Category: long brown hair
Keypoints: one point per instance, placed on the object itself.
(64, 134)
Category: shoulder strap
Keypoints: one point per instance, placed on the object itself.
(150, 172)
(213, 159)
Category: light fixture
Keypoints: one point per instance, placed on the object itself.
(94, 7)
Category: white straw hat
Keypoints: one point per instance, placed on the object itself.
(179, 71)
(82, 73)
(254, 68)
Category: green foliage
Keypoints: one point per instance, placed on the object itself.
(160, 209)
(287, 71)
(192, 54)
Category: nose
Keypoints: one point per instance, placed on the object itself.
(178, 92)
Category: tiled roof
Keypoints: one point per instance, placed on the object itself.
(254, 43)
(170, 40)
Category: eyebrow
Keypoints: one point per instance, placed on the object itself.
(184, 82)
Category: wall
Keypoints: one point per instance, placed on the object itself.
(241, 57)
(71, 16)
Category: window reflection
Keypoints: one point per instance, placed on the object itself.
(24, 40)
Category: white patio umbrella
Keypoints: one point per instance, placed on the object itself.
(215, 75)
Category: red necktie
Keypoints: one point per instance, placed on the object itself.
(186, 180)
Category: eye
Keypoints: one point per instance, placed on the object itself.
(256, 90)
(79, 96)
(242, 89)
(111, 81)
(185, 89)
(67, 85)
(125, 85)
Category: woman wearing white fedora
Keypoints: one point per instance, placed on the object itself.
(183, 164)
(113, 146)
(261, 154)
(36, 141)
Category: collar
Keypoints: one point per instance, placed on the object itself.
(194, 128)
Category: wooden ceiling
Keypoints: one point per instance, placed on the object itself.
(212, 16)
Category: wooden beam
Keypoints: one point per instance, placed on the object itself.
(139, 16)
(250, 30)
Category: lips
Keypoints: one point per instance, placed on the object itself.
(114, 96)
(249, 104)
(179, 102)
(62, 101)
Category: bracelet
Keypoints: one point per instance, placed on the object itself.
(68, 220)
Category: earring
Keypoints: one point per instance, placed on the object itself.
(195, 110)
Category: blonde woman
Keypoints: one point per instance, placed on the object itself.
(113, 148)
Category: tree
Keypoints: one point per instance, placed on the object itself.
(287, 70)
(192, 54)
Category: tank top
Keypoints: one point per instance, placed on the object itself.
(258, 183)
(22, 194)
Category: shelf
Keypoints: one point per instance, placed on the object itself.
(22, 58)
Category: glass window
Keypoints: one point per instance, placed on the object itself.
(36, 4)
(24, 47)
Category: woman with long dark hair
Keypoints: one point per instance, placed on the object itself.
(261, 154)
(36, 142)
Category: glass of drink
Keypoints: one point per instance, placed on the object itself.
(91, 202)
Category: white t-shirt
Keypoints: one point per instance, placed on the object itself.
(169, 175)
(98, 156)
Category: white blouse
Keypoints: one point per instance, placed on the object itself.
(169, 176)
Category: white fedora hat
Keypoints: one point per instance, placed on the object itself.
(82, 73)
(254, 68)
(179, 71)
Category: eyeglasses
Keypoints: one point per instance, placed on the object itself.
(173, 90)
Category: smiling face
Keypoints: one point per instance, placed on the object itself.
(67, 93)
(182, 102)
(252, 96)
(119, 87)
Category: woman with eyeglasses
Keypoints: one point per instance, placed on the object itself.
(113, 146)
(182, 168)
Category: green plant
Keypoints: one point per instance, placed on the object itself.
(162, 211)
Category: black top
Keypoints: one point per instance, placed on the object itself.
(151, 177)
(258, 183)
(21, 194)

- Problem to work on
Look above for the line that contains "Category: white fedora hat". Starting there, transcribe every line exactly until you have copied the line that contains "Category: smiling face".

- Output of the exercise
Category: white fedora hat
Keypoints: one point per instance, placed on the object itself.
(82, 73)
(254, 68)
(179, 71)
Category: eyeglasses
Keypoints: one point per instance, placed on the object itself.
(173, 90)
Category: smiling face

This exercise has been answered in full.